Prompt:
Identify each line in the listing below that contains the word "collar", and copy every such line.
-- BEGIN Record set --
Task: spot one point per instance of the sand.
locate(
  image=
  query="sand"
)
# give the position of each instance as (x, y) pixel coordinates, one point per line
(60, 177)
-- END Record set --
-- BEGIN Record set --
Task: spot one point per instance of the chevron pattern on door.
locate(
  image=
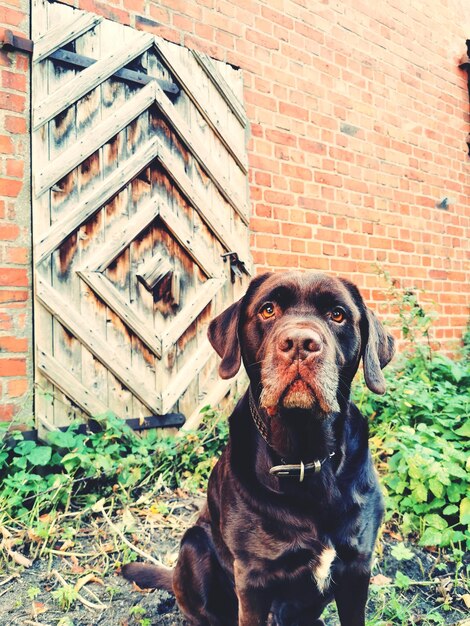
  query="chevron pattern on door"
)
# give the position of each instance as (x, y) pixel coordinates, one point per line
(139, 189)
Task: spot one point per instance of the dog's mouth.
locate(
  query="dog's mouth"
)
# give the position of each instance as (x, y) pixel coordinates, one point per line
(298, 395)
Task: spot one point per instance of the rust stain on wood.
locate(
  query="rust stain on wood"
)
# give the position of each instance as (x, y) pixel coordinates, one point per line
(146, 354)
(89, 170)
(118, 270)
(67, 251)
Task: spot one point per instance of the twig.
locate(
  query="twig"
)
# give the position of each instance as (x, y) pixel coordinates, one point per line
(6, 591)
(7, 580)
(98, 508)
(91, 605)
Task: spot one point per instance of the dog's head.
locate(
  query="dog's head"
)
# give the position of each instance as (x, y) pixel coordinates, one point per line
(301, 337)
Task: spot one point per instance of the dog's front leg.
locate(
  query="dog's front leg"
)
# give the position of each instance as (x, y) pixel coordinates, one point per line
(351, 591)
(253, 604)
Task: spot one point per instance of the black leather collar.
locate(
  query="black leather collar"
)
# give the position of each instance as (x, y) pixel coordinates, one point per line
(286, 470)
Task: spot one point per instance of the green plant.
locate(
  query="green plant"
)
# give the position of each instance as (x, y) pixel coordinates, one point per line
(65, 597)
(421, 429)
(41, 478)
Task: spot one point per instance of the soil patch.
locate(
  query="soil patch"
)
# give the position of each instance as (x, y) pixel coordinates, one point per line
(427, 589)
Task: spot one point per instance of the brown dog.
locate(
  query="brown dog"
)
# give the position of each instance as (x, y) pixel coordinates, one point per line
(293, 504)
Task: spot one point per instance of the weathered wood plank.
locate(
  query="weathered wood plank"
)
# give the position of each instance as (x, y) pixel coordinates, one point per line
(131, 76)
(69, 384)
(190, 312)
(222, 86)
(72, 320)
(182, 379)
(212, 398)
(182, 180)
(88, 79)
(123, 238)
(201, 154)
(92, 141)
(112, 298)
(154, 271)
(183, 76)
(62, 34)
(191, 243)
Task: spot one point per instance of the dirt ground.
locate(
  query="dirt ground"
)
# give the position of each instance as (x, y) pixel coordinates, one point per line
-- END Record set --
Solution to this exercise:
Task: spot one point per instance of the black leather collar.
  query="black leather collar"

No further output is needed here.